**Selected extract**
On the other hand, uniformitarianism is a scientific theory which can be tested and possibly refuted by experiment. In fact, uniformitarianism has come into much question recently with the evidence for mass extinction events and the cambrian explosion. Catastrophism has had a bit of a rebirth in the last 30 years or so based on evidence for catastrophic events in the past such as the Chixlub asteroid.
I agree with your statement that we cannot know what happened in the deep past (I inserted the word deep, because we can know, for example, that Jesus rose from the dead or that the Babylonians ruled over Mesopotamia). However the fact that we humans cannot observe the past does not conflict with the fact that scientists can form theories which very reliably predict data which exists today but which suggests what happened in the past. For example, we can observe a galaxy which is one billion years away and observe events which happened in that galaxy one billion years ago. We can dig up dinosaur fossils, notice that nothing even remotely similar to dinosaurs exists today, look at Uranium/lead dating methodology, look at the fossil sequence, and reasonably conclude (but not prove!) that dinosaurs lived in the deep past.
To summarize, the statment in the science standards “Science assumes natural events happen today as they happened in the past.” is a philosophical rather than a scientific one. It is the basis of the scientific pursuit, and it was first proposed by Christian natural philosophers. It is not a point that Christians should oppose and it does not in any way presuppose that miracles do not happen (although some atheists who do not understand philosophy wrongly use it this way).
On the other hand, uniformitarianism is NOT an assumption. It is a good scientific theory in that it is capable of predicting many scientific observations quite well. It is both testable and refutable. This theory is only a theory and there is important evidence, well-known to scientists, that it cannot predict or explain. Most scientists, if they are honest and if they think carefully, will agree that uniformitarianism cannot explain all known facts about the geological history of the earth. Those who, like me, believe that the flood of Noah is an actual event should not be defensive about uniformitarianism because the flood is not inherently opposed to the theory of uniformitarianism and uniformitarianism, properly understood, does not disprove that a miraculous flood may have occurred several thousand years ago.

**Raw data**
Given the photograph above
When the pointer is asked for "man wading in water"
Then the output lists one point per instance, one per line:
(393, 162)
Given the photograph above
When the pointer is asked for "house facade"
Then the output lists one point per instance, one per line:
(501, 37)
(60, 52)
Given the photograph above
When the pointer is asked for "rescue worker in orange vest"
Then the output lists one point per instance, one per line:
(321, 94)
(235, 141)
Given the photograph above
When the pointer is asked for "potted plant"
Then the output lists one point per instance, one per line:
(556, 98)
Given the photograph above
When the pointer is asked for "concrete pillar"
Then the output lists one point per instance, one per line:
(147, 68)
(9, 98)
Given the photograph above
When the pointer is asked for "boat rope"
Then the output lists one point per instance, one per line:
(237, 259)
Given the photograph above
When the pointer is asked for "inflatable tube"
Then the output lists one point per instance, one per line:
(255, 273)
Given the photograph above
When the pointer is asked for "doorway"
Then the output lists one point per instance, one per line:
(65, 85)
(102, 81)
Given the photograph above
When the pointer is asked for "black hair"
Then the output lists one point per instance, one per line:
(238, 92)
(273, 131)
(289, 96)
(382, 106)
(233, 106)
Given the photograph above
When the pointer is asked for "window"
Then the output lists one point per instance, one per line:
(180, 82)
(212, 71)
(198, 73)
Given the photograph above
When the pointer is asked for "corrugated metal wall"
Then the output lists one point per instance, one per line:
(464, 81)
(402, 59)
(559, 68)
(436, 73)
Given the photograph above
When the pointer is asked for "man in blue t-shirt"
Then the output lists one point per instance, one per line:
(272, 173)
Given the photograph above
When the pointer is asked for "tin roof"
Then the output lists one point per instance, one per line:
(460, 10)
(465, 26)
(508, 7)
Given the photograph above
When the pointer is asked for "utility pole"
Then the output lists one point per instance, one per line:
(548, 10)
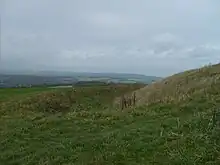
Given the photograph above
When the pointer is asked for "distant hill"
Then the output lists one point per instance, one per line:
(18, 78)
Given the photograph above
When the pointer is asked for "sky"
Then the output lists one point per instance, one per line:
(151, 37)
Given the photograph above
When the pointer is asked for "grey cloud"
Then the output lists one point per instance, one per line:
(150, 37)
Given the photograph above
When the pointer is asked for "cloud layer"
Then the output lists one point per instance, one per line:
(142, 36)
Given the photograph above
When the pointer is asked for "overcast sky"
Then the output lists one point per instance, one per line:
(152, 37)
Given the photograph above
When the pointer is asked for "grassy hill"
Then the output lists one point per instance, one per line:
(175, 122)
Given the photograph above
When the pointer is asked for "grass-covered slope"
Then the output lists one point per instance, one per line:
(182, 86)
(173, 131)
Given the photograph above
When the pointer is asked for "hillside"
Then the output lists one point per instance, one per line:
(182, 86)
(176, 121)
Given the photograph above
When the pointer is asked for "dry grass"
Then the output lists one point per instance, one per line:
(179, 87)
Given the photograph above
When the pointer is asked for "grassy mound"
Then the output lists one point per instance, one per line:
(183, 86)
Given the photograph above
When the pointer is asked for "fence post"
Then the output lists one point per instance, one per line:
(134, 99)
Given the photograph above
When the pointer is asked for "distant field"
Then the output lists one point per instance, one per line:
(9, 93)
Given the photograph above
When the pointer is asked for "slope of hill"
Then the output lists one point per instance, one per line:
(182, 86)
(177, 121)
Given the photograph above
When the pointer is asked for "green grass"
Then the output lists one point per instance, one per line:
(86, 129)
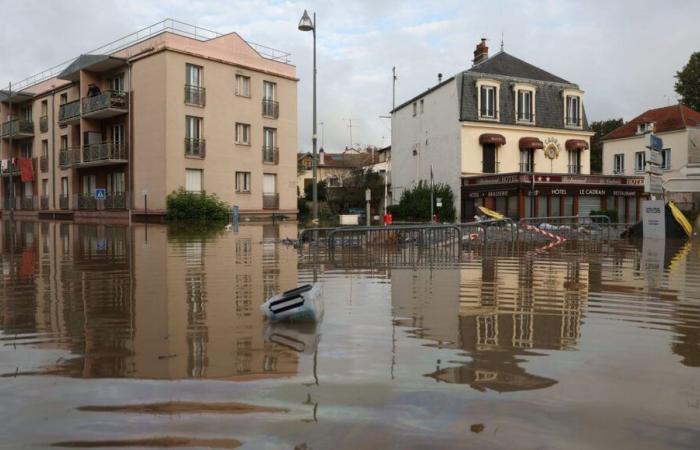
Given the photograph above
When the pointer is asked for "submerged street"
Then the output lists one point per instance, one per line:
(148, 337)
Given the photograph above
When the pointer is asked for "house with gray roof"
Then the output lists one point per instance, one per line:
(504, 134)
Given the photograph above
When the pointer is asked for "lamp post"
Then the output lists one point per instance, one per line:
(306, 24)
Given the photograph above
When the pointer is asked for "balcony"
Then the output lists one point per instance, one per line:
(63, 202)
(104, 153)
(115, 201)
(270, 155)
(17, 129)
(87, 201)
(69, 113)
(195, 95)
(575, 169)
(271, 108)
(106, 104)
(271, 201)
(44, 124)
(195, 148)
(68, 157)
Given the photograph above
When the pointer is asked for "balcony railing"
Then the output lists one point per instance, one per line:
(116, 200)
(271, 108)
(195, 148)
(270, 155)
(575, 169)
(44, 124)
(17, 128)
(28, 203)
(87, 201)
(69, 111)
(271, 201)
(105, 100)
(63, 202)
(105, 151)
(195, 95)
(68, 157)
(526, 167)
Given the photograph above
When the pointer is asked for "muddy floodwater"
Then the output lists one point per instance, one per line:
(145, 337)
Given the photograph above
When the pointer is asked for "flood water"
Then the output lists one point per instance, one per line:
(145, 337)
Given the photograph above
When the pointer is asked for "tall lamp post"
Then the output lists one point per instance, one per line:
(306, 24)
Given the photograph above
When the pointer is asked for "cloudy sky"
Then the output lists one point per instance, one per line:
(623, 54)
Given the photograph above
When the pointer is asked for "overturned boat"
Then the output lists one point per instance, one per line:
(300, 304)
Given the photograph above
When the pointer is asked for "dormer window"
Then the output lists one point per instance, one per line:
(488, 99)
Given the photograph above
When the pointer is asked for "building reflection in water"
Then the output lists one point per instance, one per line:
(145, 302)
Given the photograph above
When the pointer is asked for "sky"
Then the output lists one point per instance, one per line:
(623, 54)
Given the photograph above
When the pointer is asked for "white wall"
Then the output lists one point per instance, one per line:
(435, 135)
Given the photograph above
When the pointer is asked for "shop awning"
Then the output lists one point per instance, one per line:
(576, 144)
(492, 138)
(529, 143)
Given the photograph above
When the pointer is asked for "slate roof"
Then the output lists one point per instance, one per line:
(509, 70)
(668, 118)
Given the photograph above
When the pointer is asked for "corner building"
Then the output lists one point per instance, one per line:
(178, 107)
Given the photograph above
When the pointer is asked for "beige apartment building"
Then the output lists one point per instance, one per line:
(111, 133)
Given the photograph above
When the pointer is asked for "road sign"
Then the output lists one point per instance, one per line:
(654, 219)
(653, 184)
(654, 142)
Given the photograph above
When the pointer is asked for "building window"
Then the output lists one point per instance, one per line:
(524, 106)
(193, 180)
(117, 83)
(639, 161)
(242, 86)
(666, 159)
(619, 163)
(573, 109)
(243, 134)
(488, 102)
(242, 181)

**What to work on**
a. According to the passage on uniformitarianism, who first proposed the statement that science assumes natural events happen today as they happened in the past?
b. Update the passage on uniformitarianism by rewriting it from "I agree with" up to and including "the deep past.", with "galaxy" replaced by "quasar".
c. Write what comes next in the passage on uniformitarianism, picking up after its final sentence.

**Results of the tasks**
a. Christian natural philosophers first proposed it.

b.
I agree with your statement that we cannot know what happened in the deep past (I inserted the word deep, because we can know, for example, that Jesus rose from the dead or that the Babylonians ruled over Mesopotamia). However the fact that we humans cannot observe the past does not conflict with the fact that scientists can form theories which very reliably predict data which exists today but which suggests what happened in the past. For example, we can observe a quasar which is one billion years away and observe events which happened in that quasar one billion years ago. We can dig up dinosaur fossils, notice that nothing even remotely similar to dinosaurs exists today, look at Uranium/lead dating methodology, look at the fossil sequence, and reasonably conclude (but not prove!) that dinosaurs lived in the deep past.

c.
Please note that I believe in the miraculous creation of Adam and Eve ex-nihilo and I believe that there was a massive flood in the days of Noah which God used to judge the world at that time. Neither event can be explained by science for the very reason that they were supernatural interventions by God into the natural world. I see no reason for those who believe in God’s miraculous intervention to create life, to create humans or to flood the world to oppose either the theory of uniformitarianism or the science standard “Science assumes natural events happen today as they happened in the past.”
I have a question. Why are you opposing the science standards? Which standard to you find to be anti-Christian? I am curious about this. Perhaps it is one about evolution. I have not looked carefully at these standards, so I would love to hear from you which standards you find to be either unwise for the study of science or inherently anti-Christian.
Please do not hesitate for a moment to ask me follow-up questions. I would be happy to discuss this by phone as well if you like. I am passionate about these questions, both as a science professor and as a Christian apologist.